In the listing below, find every line that contains the word "cloud" and copy each one. Case counts.

-- START Data entries --

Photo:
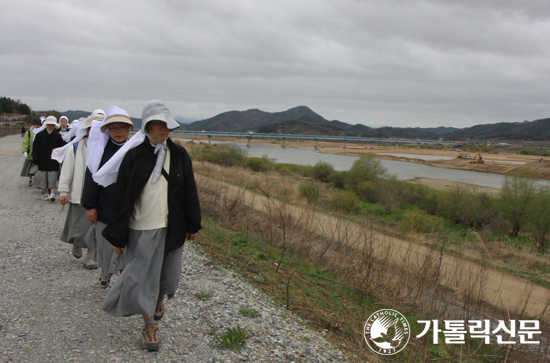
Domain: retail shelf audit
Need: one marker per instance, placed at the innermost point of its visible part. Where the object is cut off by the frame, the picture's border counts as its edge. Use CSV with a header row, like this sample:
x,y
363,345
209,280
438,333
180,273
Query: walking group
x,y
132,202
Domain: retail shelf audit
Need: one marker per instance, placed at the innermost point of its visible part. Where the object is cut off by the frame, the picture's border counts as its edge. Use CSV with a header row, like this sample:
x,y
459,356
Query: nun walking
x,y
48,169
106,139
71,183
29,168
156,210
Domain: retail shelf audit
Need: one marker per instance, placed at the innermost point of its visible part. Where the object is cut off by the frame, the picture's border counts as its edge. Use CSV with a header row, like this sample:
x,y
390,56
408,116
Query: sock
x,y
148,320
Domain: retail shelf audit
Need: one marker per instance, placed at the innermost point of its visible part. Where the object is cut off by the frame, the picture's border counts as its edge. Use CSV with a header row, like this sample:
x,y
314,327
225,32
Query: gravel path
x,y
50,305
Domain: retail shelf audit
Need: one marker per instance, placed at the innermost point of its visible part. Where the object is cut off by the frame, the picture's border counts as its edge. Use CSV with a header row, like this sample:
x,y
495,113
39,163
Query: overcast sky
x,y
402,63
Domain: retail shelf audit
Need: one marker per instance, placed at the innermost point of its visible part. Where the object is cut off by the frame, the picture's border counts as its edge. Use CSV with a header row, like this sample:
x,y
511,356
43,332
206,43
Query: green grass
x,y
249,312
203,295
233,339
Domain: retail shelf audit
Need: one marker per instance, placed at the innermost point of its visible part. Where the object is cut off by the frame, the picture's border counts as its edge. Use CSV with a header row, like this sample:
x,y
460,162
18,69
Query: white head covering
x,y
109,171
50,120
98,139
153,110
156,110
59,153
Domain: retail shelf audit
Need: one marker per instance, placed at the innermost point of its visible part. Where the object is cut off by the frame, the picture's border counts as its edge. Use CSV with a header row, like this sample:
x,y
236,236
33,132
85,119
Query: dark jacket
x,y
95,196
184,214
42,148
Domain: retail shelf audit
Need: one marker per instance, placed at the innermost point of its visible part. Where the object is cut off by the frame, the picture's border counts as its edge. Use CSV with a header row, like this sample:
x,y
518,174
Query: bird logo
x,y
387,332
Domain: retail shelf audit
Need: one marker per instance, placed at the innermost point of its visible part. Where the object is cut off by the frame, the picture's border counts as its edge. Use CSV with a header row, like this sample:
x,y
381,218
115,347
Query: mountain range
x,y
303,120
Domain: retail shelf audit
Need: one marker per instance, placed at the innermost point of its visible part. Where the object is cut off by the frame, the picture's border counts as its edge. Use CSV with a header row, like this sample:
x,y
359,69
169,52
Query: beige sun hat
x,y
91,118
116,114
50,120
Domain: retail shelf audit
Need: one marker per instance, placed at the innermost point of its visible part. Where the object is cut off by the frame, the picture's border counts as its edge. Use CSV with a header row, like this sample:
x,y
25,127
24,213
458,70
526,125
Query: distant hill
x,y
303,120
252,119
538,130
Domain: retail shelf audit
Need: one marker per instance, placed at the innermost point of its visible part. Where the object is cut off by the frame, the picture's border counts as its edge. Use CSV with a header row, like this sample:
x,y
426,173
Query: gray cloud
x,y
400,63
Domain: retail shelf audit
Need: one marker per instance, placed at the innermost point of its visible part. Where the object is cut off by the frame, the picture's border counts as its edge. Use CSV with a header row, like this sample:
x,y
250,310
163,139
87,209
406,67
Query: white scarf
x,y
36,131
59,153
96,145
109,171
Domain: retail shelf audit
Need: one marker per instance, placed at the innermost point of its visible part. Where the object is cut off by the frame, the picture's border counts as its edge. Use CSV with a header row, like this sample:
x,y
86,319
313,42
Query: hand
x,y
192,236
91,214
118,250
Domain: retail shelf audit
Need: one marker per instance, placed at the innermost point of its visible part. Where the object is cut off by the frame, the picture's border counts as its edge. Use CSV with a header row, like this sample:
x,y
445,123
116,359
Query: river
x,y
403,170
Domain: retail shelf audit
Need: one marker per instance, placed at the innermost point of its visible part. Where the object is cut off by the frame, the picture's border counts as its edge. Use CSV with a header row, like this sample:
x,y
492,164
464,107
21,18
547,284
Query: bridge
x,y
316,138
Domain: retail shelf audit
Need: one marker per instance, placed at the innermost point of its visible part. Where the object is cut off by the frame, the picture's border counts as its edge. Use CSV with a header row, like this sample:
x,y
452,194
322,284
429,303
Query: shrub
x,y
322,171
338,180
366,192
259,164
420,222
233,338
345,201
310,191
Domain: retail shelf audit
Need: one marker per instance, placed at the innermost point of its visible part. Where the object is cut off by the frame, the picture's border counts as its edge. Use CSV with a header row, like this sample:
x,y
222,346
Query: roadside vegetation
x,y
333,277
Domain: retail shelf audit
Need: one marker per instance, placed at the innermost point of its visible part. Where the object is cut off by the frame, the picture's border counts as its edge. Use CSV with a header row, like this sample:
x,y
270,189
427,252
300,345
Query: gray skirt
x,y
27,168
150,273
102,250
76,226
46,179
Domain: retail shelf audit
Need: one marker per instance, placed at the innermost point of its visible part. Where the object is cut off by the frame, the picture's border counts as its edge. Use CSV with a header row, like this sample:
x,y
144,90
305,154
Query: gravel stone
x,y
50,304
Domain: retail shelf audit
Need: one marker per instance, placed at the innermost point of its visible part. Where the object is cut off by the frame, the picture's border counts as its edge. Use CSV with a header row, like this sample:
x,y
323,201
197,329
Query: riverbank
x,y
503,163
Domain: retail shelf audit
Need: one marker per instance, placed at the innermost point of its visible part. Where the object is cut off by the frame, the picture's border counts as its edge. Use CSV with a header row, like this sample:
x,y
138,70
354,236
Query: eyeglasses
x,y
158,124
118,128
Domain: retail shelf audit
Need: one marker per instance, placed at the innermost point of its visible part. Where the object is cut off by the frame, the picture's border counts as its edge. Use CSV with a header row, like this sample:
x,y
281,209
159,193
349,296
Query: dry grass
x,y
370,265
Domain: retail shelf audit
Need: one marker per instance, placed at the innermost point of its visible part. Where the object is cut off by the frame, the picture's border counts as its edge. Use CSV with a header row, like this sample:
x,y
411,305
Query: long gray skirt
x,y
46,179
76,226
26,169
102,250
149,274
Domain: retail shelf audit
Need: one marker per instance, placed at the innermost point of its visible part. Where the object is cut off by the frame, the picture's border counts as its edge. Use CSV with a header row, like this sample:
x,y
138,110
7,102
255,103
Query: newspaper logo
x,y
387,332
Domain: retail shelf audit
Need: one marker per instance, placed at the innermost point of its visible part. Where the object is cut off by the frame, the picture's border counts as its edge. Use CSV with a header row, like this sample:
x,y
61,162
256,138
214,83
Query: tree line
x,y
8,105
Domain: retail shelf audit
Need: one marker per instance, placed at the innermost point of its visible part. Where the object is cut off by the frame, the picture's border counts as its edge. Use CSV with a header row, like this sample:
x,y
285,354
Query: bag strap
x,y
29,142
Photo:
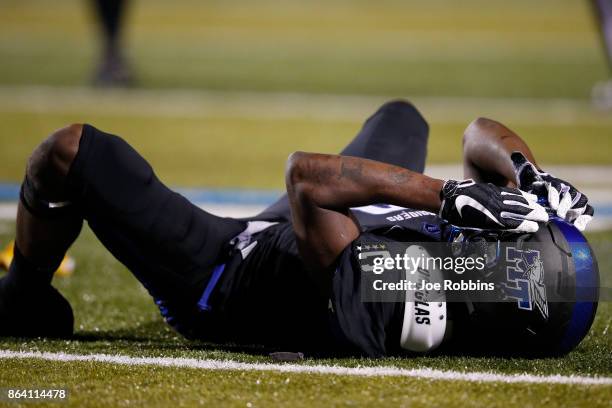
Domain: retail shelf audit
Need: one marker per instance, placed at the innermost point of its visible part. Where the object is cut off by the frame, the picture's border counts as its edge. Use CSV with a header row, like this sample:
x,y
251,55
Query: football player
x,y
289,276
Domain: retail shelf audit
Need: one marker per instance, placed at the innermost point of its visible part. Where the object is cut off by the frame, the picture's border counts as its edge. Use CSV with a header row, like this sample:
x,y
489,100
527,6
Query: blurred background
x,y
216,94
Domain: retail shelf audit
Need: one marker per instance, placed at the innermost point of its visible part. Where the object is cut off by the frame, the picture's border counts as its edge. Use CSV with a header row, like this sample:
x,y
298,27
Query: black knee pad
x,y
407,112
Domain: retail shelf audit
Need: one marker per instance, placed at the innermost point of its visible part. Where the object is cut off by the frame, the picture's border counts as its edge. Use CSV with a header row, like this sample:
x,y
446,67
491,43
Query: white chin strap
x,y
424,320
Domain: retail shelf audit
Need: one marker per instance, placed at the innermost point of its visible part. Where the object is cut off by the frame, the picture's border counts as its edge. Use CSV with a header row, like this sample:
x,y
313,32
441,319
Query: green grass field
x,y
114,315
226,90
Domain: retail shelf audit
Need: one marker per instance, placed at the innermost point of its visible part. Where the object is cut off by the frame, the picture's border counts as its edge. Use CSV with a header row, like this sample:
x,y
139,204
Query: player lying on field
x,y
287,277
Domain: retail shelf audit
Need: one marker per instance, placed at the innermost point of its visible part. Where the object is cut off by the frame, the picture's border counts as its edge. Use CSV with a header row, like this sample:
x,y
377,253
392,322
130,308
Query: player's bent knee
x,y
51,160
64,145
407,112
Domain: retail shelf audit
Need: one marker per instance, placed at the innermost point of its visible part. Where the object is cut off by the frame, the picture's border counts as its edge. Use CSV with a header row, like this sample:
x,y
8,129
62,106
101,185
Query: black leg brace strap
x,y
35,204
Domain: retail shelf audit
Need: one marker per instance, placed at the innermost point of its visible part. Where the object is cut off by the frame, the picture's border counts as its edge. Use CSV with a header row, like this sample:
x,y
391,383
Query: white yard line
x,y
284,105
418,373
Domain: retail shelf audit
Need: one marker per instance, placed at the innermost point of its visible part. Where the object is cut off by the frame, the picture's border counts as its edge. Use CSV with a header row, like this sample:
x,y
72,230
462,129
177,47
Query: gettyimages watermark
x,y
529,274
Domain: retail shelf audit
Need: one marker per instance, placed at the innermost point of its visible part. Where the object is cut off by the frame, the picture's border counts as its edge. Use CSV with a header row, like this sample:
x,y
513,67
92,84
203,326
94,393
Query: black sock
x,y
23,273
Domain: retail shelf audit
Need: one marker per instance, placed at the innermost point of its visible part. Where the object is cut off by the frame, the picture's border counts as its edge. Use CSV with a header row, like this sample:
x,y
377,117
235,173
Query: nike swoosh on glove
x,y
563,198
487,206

-- END Data entries --
-- START Data entries --

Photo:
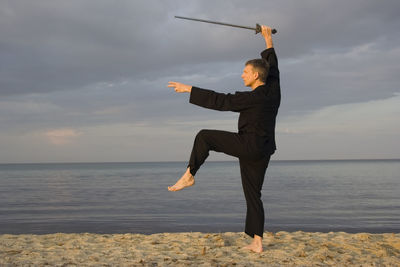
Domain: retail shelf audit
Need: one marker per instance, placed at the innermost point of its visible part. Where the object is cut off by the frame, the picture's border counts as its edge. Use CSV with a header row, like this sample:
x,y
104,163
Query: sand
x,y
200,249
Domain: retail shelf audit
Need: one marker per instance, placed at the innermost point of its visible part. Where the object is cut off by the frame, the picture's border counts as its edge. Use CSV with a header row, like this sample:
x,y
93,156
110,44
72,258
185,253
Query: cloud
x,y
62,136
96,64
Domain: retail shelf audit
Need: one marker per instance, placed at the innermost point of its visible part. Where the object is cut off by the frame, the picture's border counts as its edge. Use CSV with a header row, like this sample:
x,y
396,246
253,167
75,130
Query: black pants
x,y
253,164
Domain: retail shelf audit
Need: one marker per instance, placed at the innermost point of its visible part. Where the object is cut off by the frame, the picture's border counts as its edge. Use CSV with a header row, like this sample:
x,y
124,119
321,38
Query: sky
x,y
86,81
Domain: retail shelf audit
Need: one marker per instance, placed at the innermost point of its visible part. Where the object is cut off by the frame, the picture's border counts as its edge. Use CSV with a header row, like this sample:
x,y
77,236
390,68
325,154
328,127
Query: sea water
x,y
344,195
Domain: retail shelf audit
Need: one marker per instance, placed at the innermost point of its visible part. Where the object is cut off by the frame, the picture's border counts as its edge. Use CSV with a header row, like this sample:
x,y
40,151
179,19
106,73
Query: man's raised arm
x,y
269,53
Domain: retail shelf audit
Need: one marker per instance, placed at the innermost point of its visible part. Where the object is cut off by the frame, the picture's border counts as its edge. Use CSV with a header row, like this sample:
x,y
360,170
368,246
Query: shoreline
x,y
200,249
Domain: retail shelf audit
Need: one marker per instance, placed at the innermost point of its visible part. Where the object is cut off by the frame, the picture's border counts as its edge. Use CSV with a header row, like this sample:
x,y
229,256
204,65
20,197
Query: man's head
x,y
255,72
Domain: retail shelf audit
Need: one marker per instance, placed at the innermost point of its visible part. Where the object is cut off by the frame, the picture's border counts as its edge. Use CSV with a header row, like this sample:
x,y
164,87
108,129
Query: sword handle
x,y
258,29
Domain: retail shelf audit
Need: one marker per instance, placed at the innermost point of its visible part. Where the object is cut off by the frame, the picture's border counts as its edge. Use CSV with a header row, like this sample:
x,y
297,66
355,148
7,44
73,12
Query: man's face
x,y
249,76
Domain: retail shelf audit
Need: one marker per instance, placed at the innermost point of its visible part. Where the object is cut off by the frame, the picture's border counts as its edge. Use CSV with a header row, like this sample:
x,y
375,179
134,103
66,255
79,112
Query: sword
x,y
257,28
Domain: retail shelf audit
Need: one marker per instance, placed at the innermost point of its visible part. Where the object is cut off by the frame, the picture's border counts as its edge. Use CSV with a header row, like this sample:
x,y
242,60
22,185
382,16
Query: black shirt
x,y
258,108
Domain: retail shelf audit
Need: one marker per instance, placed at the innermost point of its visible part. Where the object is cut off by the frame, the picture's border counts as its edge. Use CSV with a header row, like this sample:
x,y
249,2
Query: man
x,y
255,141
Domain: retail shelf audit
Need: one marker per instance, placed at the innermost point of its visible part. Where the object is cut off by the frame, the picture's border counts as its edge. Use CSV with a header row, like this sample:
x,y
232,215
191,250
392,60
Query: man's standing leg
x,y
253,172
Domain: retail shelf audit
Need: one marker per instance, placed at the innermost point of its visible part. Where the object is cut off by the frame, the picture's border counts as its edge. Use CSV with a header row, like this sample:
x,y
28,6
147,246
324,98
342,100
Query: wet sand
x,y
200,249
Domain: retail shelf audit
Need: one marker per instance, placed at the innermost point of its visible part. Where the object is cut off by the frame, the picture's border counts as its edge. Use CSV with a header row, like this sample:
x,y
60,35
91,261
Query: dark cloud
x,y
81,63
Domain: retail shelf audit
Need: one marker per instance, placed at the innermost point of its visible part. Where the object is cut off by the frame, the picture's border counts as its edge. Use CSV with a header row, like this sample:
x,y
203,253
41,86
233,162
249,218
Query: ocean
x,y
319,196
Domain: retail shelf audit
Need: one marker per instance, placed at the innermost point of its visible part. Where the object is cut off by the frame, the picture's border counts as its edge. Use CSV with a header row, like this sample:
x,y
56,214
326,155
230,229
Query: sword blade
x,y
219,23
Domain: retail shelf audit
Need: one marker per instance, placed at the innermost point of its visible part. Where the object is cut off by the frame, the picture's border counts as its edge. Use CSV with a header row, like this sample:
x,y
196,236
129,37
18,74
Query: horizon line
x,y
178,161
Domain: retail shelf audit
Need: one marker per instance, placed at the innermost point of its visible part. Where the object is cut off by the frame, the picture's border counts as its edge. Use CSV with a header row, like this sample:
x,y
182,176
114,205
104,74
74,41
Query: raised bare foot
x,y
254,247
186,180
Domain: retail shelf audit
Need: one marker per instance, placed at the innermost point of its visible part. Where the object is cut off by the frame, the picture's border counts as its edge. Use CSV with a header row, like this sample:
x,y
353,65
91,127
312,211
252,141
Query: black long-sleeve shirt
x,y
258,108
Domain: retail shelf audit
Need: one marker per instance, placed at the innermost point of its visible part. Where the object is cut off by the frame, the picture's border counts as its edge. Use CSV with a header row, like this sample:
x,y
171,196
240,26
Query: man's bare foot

-- END Data entries --

→ Task result:
Query: gray cloud
Query: cloud
Query: dark cloud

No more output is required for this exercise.